# Problem description:
From the listing below, pull out every line where the string "instance" appears.

Entries shown Block Start

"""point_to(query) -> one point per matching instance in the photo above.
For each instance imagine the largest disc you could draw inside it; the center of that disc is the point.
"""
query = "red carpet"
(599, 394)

Entries shown Block End

# Exercise result:
"""point_to(query) -> one point per matching instance in the photo above.
For each instance imagine the largest disc you could draw inside it; the center of that disc is the point.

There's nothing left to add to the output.